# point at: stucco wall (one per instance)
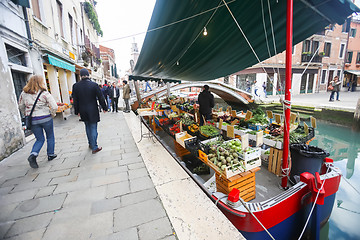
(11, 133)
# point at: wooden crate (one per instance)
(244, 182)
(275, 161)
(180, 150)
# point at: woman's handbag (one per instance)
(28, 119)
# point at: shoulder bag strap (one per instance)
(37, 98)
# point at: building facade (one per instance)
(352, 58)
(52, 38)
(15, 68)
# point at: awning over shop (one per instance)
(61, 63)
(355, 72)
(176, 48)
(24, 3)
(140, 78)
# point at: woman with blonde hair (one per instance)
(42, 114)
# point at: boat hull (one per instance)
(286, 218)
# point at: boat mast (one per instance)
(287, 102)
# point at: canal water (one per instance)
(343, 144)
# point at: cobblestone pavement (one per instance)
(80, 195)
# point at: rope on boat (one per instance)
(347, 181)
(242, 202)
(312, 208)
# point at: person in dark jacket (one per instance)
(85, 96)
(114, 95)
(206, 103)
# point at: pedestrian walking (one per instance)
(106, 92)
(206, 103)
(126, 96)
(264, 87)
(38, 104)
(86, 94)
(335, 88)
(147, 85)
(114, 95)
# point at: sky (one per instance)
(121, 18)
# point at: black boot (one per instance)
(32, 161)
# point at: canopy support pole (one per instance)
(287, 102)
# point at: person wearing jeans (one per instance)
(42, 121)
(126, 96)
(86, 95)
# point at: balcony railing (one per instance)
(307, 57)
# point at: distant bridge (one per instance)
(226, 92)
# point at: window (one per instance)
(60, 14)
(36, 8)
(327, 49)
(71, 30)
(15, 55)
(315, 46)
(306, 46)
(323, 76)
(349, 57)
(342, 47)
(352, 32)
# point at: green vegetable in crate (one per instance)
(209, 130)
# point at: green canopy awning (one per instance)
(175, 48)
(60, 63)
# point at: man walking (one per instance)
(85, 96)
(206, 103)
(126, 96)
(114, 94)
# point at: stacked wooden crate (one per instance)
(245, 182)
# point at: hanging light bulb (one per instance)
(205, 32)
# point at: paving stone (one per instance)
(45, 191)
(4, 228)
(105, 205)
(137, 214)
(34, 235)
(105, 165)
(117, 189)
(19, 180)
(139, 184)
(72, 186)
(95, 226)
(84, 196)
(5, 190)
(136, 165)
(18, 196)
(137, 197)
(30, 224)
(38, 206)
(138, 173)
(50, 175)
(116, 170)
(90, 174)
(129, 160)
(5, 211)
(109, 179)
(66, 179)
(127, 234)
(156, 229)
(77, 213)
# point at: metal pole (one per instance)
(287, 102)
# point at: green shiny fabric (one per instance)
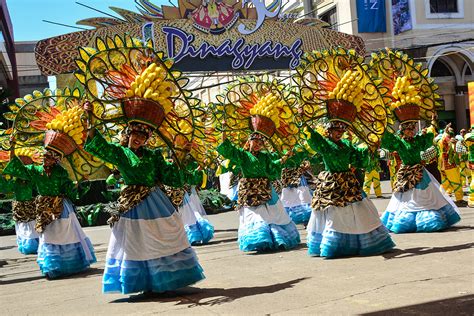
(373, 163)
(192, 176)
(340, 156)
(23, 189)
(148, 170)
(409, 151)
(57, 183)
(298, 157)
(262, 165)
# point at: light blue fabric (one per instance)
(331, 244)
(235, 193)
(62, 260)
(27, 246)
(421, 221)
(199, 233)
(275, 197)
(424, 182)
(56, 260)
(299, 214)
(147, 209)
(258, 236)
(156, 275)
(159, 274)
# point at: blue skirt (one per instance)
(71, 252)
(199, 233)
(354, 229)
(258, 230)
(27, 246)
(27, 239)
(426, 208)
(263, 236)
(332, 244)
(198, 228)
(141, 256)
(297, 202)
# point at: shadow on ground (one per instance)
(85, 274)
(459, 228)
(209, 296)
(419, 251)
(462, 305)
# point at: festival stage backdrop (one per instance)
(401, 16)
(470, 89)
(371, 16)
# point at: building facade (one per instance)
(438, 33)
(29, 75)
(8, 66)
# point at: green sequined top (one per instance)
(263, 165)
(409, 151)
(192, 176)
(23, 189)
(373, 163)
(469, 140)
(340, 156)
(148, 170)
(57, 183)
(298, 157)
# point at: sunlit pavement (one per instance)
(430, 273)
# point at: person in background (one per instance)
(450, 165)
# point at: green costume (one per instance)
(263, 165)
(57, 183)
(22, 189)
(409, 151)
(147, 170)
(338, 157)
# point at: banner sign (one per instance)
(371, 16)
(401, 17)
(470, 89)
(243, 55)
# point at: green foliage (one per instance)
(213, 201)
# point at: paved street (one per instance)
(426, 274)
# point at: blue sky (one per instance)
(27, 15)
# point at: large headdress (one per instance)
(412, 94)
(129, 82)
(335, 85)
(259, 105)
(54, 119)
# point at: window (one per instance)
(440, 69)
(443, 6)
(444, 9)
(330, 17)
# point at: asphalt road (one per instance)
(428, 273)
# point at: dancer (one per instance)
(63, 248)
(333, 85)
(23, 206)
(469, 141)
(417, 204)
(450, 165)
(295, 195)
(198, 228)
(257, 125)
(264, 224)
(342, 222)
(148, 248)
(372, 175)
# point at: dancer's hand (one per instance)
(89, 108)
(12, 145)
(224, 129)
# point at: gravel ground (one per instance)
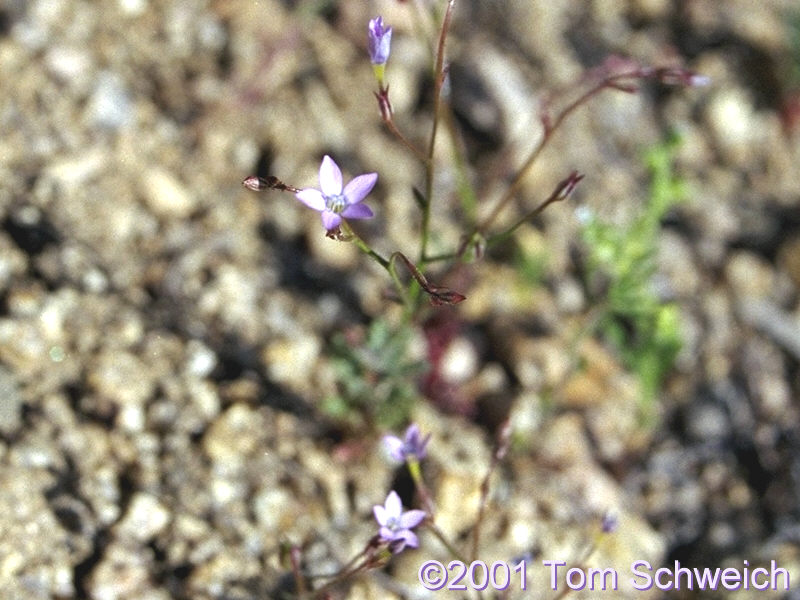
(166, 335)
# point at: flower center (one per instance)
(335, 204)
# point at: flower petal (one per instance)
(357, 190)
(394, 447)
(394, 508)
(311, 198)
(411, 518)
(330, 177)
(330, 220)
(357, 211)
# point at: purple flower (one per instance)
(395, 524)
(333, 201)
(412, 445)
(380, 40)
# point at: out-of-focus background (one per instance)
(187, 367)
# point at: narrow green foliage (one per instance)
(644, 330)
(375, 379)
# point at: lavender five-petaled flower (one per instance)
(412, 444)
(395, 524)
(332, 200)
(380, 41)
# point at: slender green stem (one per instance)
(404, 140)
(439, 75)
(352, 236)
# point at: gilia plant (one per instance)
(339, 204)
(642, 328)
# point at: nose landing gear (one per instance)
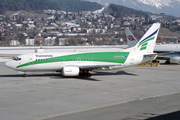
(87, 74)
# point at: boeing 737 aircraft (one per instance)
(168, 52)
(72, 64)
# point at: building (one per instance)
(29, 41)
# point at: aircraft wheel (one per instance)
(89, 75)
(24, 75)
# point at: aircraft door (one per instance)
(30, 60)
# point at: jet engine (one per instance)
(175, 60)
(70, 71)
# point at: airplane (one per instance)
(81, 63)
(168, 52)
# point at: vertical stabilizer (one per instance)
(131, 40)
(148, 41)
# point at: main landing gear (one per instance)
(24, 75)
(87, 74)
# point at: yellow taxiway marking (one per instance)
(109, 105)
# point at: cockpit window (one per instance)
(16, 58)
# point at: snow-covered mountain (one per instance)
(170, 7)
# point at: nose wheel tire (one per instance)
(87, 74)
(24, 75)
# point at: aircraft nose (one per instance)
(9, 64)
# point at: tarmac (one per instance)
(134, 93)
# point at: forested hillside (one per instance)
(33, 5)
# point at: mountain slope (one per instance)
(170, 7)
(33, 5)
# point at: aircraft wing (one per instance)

━━━━━━━━━━━━━━━━━━━━

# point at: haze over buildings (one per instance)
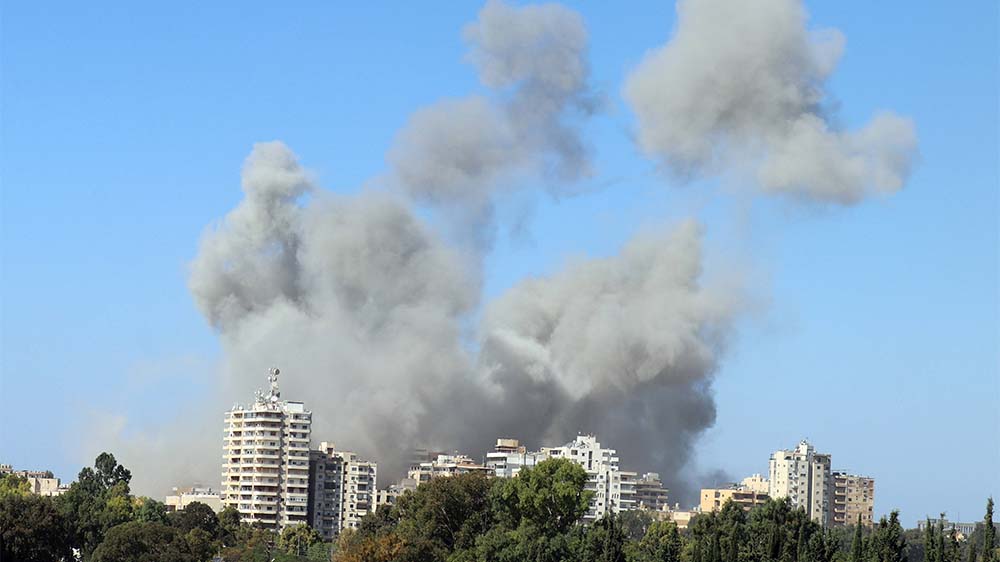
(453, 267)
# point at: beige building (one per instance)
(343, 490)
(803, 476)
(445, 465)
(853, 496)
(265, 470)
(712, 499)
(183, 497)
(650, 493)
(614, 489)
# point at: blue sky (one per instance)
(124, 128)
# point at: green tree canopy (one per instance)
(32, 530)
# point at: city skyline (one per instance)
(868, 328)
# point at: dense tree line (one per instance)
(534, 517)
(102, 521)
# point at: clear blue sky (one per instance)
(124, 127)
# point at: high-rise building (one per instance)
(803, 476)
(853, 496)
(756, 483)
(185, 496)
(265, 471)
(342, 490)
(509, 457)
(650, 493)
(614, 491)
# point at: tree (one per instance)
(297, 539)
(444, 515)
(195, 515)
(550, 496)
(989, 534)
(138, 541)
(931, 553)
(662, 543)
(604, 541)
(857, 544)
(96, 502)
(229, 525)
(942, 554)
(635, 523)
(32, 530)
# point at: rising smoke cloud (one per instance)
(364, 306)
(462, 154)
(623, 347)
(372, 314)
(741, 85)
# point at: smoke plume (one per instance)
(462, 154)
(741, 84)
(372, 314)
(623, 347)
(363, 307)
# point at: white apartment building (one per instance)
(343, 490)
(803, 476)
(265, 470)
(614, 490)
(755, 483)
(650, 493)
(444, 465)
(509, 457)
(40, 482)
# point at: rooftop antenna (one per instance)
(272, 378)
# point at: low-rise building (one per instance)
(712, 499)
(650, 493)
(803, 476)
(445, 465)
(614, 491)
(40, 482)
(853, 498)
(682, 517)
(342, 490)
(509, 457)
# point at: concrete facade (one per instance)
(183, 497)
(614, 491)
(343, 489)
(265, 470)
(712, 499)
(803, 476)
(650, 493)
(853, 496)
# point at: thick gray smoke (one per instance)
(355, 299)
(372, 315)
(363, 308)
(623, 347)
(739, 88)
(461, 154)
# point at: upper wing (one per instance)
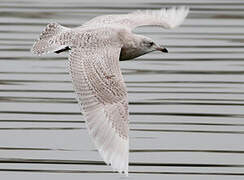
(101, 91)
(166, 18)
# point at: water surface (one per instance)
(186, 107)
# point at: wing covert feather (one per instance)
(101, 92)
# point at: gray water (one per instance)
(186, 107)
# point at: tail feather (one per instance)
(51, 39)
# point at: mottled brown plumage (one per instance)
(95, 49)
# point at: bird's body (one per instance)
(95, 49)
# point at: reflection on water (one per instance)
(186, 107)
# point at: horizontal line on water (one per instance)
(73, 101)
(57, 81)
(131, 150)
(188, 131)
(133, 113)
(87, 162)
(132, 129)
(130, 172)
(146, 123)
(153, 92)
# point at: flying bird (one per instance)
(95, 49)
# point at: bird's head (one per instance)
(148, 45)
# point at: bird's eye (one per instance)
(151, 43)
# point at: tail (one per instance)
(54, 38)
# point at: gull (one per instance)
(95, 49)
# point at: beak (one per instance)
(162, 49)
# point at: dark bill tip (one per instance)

━━━━━━━━━━━━━━━━━━━━

• TASK OBJECTIVE
Extract the lines of the listing above, from the line with "# point at: tarmac (one per instance)" to the line with "# point at: aircraft wing (one per instance)", including both of those lines, and reproduce them without any alteration.

• EXERCISE OUTPUT
# point at: tarmac (one per instance)
(134, 93)
# point at: forested hillside (one per instance)
(33, 5)
# point at: mountain slope (one per instance)
(170, 7)
(33, 5)
# point at: aircraft wing (one per instance)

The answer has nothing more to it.